• [Problem statement]: Write out the lines from the line containing "Identify the row" through the final line of the listing below, exactly, omitting every other line.

(Items from a dataset)
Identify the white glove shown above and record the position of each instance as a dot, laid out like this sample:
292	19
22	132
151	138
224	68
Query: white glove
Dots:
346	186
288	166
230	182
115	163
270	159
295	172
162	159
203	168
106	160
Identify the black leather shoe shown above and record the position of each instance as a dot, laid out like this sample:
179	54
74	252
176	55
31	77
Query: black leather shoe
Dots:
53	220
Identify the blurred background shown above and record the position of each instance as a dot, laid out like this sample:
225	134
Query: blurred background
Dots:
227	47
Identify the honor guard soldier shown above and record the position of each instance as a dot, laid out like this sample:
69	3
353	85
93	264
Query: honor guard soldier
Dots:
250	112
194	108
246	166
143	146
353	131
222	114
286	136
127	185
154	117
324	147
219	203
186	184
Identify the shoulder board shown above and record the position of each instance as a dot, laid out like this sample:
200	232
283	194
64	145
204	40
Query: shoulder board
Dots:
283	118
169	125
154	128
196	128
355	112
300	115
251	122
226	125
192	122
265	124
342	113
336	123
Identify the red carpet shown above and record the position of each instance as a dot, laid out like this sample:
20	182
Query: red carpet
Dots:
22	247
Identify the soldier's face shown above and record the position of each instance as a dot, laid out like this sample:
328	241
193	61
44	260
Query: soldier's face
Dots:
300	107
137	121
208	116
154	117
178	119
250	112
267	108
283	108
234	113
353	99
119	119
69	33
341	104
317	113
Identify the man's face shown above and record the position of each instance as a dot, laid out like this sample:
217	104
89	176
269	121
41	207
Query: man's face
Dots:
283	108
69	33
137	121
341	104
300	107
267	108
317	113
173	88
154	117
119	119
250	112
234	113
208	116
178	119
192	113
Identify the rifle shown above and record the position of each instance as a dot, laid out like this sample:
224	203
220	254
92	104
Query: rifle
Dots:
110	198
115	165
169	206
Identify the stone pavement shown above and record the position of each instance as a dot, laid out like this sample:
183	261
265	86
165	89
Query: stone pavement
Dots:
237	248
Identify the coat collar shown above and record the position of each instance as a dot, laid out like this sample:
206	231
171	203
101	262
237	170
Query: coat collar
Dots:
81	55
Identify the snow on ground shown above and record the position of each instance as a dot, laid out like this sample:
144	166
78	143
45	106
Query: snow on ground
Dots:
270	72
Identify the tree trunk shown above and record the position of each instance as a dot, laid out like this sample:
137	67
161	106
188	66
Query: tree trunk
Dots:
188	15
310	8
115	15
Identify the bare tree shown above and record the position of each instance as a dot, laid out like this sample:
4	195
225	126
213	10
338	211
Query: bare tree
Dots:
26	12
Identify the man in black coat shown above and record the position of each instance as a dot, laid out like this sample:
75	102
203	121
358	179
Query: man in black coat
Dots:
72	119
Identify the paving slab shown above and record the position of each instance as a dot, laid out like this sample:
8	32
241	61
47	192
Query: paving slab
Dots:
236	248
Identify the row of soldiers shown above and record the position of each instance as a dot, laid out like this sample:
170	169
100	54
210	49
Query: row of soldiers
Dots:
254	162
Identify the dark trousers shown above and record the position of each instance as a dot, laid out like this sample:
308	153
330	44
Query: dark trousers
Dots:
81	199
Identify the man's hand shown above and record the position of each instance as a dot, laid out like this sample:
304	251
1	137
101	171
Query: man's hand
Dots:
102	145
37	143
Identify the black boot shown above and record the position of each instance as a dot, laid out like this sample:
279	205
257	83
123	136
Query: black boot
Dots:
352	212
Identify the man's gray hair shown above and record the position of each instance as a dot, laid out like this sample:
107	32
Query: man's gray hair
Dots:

• [Problem solution]:
Identify the row of soldiers shown above and record the position of each instance as a dot, laid out like this sample:
170	169
100	54
210	49
Query: row of soldiers
Dots:
254	162
Identify the dark trousers shown above and record the position of each instance as a dot, laid out like this sample:
308	153
330	44
Query: dark trousers
Dots:
81	199
Identify the man's hand shown above and record the position of each instance as a dot, laid out like this sample:
304	251
1	137
101	171
Query: man's hand
Dots:
102	145
37	143
Identify the black boot shown above and record the position of each instance as a dot, laid out like this sample:
279	205
257	83
123	136
Query: black boot
Dots:
352	212
Identify the man's gray hair shown above and record the position of each instance as a dot, laid out like this sample:
107	32
Query: man's gray hair
Dots:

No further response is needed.